• _Work order_
For every line in the records below that holds "track", make a copy.

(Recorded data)
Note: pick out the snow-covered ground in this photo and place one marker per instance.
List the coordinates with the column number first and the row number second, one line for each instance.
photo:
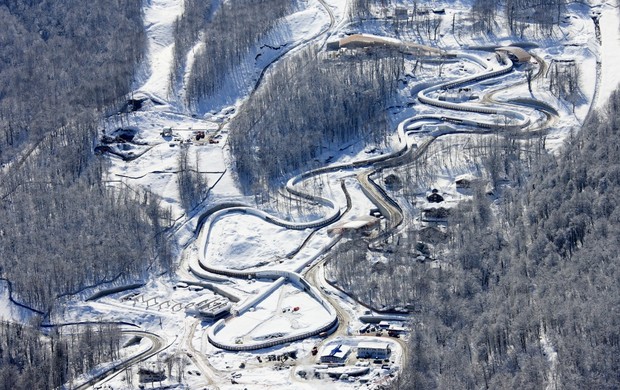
column 242, row 241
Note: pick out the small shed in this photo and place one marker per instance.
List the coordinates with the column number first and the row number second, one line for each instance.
column 516, row 54
column 146, row 375
column 373, row 350
column 434, row 197
column 465, row 181
column 337, row 354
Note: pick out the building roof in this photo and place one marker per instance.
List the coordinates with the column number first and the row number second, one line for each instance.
column 340, row 351
column 519, row 53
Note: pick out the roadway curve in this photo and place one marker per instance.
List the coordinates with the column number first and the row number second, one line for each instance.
column 375, row 193
column 157, row 345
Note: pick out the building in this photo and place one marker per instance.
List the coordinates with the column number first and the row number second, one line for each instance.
column 147, row 375
column 434, row 197
column 337, row 354
column 373, row 350
column 332, row 45
column 435, row 214
column 213, row 308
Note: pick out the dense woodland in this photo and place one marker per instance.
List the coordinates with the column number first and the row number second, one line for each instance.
column 30, row 360
column 235, row 27
column 330, row 102
column 539, row 267
column 524, row 18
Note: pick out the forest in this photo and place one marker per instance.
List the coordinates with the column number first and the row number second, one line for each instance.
column 30, row 360
column 226, row 39
column 331, row 102
column 538, row 269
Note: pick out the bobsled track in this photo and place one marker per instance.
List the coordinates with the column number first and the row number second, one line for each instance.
column 513, row 122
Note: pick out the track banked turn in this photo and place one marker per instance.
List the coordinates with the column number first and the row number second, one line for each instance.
column 406, row 153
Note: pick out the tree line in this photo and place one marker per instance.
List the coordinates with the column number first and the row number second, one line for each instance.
column 330, row 101
column 30, row 360
column 512, row 281
column 64, row 228
column 235, row 27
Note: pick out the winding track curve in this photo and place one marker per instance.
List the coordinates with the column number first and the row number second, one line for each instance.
column 375, row 193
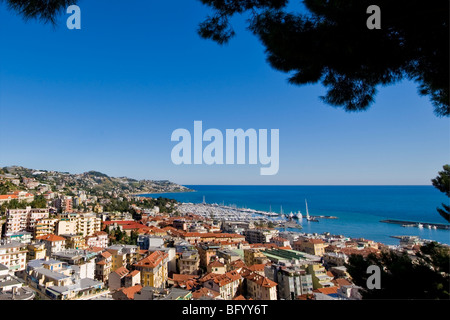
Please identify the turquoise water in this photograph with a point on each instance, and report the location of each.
(358, 208)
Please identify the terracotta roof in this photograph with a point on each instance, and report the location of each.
(131, 291)
(106, 254)
(257, 267)
(51, 237)
(7, 196)
(238, 264)
(261, 280)
(183, 277)
(216, 264)
(341, 282)
(227, 278)
(205, 292)
(122, 271)
(328, 290)
(207, 277)
(152, 260)
(133, 273)
(316, 241)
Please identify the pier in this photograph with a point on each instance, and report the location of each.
(416, 224)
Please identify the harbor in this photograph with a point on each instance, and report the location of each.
(420, 225)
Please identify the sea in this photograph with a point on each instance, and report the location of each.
(358, 209)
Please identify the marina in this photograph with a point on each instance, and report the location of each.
(420, 225)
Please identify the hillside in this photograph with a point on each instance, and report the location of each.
(93, 182)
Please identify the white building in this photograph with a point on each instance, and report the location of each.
(13, 255)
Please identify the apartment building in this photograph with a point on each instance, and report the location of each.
(189, 262)
(228, 285)
(260, 235)
(259, 287)
(153, 269)
(83, 224)
(18, 220)
(292, 281)
(122, 255)
(53, 243)
(98, 239)
(45, 226)
(13, 255)
(311, 246)
(103, 266)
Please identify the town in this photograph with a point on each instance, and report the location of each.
(76, 240)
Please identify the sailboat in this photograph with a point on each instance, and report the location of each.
(299, 216)
(307, 214)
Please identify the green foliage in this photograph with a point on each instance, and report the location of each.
(7, 187)
(331, 44)
(424, 277)
(44, 10)
(442, 183)
(39, 202)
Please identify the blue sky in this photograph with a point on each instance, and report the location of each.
(107, 98)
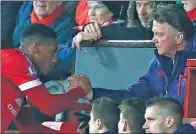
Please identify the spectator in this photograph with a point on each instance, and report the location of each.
(101, 12)
(82, 13)
(165, 115)
(56, 15)
(131, 116)
(137, 26)
(139, 12)
(172, 29)
(104, 116)
(190, 7)
(9, 10)
(20, 66)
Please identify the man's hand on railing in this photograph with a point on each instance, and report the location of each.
(83, 119)
(81, 36)
(94, 30)
(83, 82)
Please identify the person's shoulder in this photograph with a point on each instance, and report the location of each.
(13, 57)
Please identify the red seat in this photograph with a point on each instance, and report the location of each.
(190, 93)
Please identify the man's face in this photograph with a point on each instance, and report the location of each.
(98, 12)
(189, 5)
(93, 128)
(45, 57)
(155, 121)
(144, 10)
(45, 8)
(164, 39)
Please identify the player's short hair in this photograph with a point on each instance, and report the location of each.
(37, 32)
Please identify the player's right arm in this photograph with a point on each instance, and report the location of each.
(21, 73)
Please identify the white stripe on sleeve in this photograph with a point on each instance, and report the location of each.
(30, 84)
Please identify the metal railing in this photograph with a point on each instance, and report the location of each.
(120, 43)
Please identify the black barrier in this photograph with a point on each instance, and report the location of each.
(120, 44)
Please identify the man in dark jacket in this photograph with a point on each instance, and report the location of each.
(172, 29)
(165, 115)
(104, 116)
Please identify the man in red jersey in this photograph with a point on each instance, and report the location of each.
(20, 66)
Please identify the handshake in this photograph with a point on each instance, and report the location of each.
(82, 81)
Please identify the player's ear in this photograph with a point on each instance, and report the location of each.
(36, 48)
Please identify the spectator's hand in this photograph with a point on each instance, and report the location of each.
(81, 36)
(94, 30)
(83, 119)
(79, 81)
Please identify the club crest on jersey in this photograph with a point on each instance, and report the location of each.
(32, 71)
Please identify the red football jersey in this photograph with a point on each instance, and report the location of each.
(18, 69)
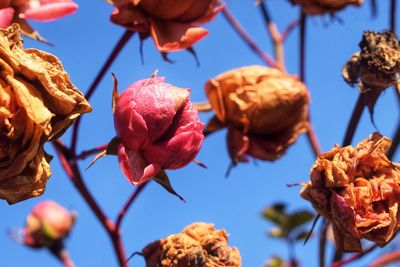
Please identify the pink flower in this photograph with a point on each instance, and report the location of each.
(158, 128)
(173, 24)
(47, 223)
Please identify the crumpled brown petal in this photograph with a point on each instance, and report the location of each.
(319, 7)
(264, 109)
(357, 189)
(38, 103)
(199, 244)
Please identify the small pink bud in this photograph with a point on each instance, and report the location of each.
(158, 128)
(6, 16)
(47, 223)
(45, 10)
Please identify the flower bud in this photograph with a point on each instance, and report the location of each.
(199, 244)
(357, 189)
(319, 7)
(264, 109)
(38, 102)
(173, 24)
(158, 128)
(47, 223)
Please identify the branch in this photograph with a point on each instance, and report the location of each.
(354, 257)
(241, 31)
(115, 52)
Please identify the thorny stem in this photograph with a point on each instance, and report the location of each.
(86, 153)
(355, 118)
(354, 257)
(392, 22)
(240, 30)
(386, 259)
(395, 143)
(276, 37)
(115, 52)
(71, 168)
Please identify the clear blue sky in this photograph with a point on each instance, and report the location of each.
(84, 40)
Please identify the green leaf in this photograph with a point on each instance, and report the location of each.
(278, 233)
(276, 214)
(275, 261)
(162, 179)
(302, 235)
(299, 218)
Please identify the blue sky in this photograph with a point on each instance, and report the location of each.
(84, 40)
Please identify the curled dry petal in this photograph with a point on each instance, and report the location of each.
(173, 24)
(47, 223)
(199, 244)
(158, 128)
(357, 188)
(38, 103)
(264, 109)
(319, 7)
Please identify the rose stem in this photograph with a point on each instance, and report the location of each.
(392, 16)
(386, 259)
(127, 205)
(72, 170)
(354, 257)
(115, 52)
(240, 30)
(276, 37)
(86, 153)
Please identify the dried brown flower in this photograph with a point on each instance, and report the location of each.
(198, 245)
(264, 109)
(37, 104)
(319, 7)
(357, 189)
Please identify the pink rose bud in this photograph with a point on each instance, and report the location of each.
(158, 128)
(47, 223)
(45, 10)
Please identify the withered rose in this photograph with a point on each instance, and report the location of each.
(198, 245)
(37, 104)
(263, 108)
(319, 7)
(357, 189)
(173, 24)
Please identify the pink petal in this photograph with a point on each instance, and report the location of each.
(176, 152)
(134, 167)
(171, 36)
(6, 16)
(50, 11)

• _Output_
Note: pick out the bobsled track in this photo and place one marker per instance.
Note: pick out the track banked turn in this photo and place one marker per instance.
Note: pick out the winding track curve in this photo and place one marker per instance.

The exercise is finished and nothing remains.